**TEXT EXCERPT**

** START **

2 Weeks through Vietnam | Travel Guide

Are you planning a trip to Vietnam? This Travel Guide will provide you with the best places to see, the best foods to try, where to stay and how to get around in only 2 weeks.

Day 1:
Ho Chi Minh City (Saigon)
We startet off in Ho Chi Minh City (formerly known as Saigon). This city is famous for being the most crowded place in the entire country. Motorbikes are literally everywhere, they ride on the sidewalks if the streets are too busy (which they always are) and traffic lights are mostly ignored. This is intimidating at first, but just be brave and cross the roads without any hesitation and the bikes will find a way around you. My Boyfriend and I spend a full day in this city and it was more than enough time to experience its vibrating charm. For sightseeing: this city is full of museums. We have been to the War Museum where you are bombarded with the horrors that happened here during one of biggest wars this world has ever seen. It is important to inform yourself about at least a little of the countries history when you are visiting but beware (!): don’t get too caught up in the War Museum, it is hard to digest (you might also share a tear or two) so be prepared.
It might be better to focus on the more positive vibes of this city so let go and get on with that.

** END **

**GIVEN INFORMATION**
** START **

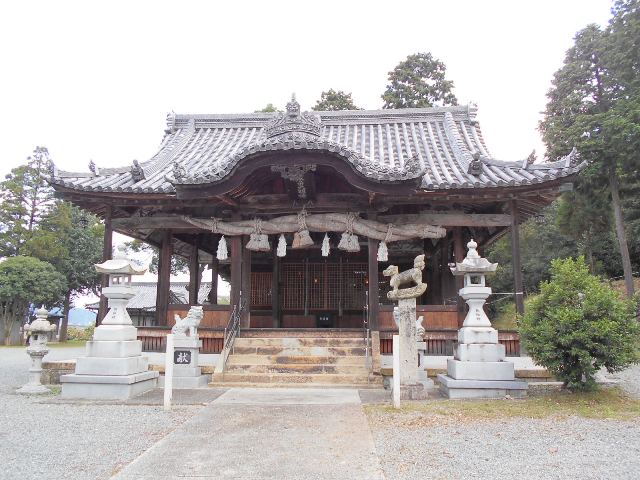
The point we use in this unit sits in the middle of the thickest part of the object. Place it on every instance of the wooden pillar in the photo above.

** END **

**TO BE DONE**
[A] Answer these about the Vietnam travel guide:
(i) How many weeks does the guide cover?
(ii) What was Ho Chi Minh City formerly known as?
(iii) Which museum did the writer visit in that city?
[B] Can you copy out the part of the Vietnam travel guide that opens with the words "Are you planning" and closes with "only 2 weeks.", swapping "foods" for "dishes"?

**EXERCISE RESPONSES**
[A]
(i) 2 weeks
(ii) Saigon
(iii) The War Museum

[B]
Are you planning a trip to Vietnam? This Travel Guide will provide you with the best places to see, the best dishes to try, where to stay and how to get around in only 2 weeks.